▶ Data
◆ ◆ ◆ ◆ ◆
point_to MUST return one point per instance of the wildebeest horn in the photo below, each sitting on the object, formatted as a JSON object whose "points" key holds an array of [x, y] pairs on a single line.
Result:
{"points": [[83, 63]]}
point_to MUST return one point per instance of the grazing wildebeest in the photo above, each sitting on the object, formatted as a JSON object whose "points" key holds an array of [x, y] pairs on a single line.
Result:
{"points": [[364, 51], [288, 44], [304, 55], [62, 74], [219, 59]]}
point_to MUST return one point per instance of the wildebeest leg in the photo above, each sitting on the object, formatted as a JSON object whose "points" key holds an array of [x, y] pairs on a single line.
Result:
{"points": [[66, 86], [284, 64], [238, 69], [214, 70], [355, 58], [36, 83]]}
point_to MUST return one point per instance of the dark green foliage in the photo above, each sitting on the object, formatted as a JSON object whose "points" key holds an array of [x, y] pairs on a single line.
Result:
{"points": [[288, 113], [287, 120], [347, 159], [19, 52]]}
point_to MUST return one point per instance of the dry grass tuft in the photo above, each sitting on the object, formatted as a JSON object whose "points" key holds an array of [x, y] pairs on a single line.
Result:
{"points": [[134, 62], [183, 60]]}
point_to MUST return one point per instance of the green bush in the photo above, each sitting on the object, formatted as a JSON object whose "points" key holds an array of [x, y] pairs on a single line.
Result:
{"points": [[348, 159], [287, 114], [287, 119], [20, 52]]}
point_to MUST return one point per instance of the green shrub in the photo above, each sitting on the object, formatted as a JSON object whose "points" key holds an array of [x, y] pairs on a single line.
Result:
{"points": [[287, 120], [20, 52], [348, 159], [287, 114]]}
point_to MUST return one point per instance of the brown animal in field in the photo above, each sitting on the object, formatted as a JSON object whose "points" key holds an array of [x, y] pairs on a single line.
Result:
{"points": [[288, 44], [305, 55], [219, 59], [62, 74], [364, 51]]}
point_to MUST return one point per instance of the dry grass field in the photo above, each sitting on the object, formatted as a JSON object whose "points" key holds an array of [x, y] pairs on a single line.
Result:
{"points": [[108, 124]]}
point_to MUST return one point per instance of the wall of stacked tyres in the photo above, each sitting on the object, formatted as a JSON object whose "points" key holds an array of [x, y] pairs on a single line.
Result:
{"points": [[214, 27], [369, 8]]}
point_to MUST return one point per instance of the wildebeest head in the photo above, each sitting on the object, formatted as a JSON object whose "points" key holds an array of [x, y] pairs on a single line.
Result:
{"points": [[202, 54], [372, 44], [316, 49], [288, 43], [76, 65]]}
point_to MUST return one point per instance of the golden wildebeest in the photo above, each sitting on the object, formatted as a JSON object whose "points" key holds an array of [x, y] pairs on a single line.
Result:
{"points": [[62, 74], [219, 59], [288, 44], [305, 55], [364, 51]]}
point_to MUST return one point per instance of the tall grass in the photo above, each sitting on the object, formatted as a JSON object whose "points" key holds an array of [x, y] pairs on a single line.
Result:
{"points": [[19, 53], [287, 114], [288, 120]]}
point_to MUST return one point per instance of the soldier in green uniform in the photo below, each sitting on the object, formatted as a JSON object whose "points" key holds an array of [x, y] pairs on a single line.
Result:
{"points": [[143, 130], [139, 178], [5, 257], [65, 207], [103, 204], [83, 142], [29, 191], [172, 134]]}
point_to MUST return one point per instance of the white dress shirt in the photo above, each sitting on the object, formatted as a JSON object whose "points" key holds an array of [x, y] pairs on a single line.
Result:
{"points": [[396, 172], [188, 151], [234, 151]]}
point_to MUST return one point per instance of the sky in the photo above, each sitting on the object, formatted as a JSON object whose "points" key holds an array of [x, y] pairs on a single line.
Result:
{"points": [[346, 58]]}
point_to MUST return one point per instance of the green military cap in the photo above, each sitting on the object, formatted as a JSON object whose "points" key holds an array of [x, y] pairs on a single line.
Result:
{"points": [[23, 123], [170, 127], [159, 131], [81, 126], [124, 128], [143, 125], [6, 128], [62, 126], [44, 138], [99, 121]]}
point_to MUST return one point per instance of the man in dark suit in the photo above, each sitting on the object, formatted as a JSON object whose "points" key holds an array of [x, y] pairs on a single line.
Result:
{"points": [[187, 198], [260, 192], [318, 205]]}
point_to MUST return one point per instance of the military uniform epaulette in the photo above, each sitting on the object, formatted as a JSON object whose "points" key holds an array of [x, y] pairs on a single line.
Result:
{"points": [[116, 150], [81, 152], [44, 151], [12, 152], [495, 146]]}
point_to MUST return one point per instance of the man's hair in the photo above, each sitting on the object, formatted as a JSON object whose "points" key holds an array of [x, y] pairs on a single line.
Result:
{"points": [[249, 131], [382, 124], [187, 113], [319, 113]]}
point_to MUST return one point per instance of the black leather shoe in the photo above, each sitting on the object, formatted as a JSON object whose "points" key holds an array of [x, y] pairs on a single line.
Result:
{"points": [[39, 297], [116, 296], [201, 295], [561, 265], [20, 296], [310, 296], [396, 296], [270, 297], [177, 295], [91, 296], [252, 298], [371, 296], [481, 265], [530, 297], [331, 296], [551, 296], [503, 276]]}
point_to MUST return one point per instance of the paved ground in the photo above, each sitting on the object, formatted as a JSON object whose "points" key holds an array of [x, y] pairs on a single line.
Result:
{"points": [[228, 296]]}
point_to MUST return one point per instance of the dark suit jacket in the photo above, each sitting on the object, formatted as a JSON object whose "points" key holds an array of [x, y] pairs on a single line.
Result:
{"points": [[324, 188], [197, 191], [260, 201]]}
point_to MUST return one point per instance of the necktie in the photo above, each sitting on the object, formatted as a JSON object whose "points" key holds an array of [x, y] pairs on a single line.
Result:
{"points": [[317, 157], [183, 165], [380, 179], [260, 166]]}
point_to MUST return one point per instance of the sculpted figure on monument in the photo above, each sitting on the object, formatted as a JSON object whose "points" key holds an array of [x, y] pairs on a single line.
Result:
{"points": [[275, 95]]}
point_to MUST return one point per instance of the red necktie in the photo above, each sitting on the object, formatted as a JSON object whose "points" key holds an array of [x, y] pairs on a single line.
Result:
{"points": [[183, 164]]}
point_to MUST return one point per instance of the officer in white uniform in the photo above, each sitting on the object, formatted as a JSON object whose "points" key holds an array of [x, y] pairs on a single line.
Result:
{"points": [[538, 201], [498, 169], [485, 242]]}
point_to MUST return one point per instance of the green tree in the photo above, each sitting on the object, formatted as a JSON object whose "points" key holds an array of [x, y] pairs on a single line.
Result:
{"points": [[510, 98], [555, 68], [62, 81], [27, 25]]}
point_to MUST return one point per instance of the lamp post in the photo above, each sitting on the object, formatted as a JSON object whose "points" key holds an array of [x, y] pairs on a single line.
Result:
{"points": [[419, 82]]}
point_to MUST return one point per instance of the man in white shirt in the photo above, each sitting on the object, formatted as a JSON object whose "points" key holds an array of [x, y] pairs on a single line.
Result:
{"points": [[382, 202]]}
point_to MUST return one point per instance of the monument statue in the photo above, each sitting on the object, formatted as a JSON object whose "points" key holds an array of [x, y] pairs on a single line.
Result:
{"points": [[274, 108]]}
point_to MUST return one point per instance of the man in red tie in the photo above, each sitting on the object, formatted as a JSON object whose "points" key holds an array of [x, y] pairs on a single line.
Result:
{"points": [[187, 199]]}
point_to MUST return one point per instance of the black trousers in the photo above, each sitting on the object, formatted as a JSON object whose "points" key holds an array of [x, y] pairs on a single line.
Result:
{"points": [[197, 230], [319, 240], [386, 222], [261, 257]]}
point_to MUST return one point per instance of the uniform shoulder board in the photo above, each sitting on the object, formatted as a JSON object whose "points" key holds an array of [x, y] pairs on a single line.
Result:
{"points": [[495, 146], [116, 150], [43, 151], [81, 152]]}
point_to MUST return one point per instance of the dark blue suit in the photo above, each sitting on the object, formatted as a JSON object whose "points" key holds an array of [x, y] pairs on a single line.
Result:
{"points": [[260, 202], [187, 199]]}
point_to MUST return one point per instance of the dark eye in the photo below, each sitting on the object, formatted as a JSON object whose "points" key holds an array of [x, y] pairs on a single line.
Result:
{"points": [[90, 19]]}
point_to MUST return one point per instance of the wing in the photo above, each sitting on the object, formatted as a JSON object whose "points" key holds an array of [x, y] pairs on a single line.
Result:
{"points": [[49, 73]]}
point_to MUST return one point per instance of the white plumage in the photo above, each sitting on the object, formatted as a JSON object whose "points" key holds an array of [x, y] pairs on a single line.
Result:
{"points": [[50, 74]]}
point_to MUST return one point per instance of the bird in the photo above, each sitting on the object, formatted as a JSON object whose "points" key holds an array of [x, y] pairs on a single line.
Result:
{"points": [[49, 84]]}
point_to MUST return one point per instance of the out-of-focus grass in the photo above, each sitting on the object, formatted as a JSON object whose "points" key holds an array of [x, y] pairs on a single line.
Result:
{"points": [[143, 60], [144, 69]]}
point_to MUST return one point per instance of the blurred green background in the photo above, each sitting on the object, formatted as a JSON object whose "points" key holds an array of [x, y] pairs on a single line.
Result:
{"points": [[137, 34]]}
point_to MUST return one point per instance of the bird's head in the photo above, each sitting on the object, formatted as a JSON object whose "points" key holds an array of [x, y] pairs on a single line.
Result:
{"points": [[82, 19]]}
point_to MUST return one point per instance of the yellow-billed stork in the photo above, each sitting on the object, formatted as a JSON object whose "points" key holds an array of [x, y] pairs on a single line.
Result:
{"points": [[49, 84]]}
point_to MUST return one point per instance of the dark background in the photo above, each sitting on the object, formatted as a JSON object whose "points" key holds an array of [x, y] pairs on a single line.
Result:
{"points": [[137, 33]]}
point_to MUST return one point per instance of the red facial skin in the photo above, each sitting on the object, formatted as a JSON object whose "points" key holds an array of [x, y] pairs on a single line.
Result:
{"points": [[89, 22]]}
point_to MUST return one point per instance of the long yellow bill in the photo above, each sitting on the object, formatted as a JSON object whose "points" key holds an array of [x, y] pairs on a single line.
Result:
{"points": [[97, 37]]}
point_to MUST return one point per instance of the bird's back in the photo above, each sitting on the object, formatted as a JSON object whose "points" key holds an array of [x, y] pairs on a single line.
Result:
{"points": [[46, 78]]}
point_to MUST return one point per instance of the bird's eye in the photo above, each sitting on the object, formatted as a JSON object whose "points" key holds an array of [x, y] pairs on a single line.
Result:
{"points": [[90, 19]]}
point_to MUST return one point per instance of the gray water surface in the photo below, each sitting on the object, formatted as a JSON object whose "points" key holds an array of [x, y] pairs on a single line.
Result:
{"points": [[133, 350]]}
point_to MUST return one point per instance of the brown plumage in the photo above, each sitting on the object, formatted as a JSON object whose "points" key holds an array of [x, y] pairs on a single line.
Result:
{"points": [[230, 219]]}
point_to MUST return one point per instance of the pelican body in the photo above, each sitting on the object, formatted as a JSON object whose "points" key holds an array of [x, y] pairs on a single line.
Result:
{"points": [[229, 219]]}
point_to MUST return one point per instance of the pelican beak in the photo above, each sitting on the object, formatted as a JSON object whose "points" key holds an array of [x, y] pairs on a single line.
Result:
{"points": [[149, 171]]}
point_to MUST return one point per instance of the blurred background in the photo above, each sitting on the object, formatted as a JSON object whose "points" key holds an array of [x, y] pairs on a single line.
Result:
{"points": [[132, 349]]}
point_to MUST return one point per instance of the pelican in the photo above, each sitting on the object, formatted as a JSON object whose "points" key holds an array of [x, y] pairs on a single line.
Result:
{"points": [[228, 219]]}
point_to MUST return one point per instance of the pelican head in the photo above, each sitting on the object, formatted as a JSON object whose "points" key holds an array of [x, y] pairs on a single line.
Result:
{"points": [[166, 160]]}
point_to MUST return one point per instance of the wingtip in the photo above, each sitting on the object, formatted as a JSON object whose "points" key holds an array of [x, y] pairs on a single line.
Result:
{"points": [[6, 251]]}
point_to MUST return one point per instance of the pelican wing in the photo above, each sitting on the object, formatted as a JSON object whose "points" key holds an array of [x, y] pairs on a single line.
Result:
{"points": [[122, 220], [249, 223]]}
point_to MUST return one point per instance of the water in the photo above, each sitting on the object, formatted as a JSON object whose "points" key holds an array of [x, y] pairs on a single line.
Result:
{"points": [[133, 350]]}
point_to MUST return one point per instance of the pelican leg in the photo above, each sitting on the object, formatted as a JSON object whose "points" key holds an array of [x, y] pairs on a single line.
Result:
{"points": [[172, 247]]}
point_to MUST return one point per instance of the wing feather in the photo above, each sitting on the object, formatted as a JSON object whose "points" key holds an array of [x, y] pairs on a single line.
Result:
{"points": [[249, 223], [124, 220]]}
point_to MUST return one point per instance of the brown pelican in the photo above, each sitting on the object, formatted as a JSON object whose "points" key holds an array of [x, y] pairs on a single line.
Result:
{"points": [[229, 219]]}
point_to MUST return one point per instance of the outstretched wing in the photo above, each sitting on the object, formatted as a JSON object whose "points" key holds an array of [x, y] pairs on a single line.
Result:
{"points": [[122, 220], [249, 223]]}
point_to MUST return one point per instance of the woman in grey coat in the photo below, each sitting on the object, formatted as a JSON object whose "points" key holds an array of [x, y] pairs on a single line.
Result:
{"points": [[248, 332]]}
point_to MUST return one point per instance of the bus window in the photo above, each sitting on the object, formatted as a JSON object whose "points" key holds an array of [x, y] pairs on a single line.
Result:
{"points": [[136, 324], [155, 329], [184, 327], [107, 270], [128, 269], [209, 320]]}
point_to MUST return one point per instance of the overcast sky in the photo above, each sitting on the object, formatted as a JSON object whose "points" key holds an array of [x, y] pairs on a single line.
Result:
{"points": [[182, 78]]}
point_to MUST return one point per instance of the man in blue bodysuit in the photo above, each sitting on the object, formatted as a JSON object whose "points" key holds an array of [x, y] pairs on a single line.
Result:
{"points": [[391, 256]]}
◆ ◆ ◆ ◆ ◆
▶ What you will do
Give again the lines from the line holding "point_to MUST return one point per instance of the woman" through the close of the listing, both included, exactly as written and with nothing else.

▶ Output of the exercise
point_to MUST return one point per instance of the woman in grey coat in the photo below, each sitting on the object, formatted as a JSON object whose "points" key holds an array of [x, y] pairs on a single line.
Result:
{"points": [[248, 332]]}
point_to MUST return one point per instance of the bus window in the photo above, each sitting on the object, formatted as a JSON object whose "points" key holds an array of [x, y] pairs on a single line.
Result:
{"points": [[136, 324], [155, 329], [184, 327], [107, 270], [128, 269], [209, 320]]}
point_to MUST return one point per instance of the overcast sky in the photo above, each sitting on the object, formatted as a JSON object whose "points" key holds an array of [x, y] pairs on a single line.
Result:
{"points": [[182, 78]]}
point_to MUST return one point per instance of the man in blue bodysuit in the photo above, each sitting on the object, formatted as a JSON object whose "points" key holds an array of [x, y] pairs on a single line.
Result:
{"points": [[391, 256]]}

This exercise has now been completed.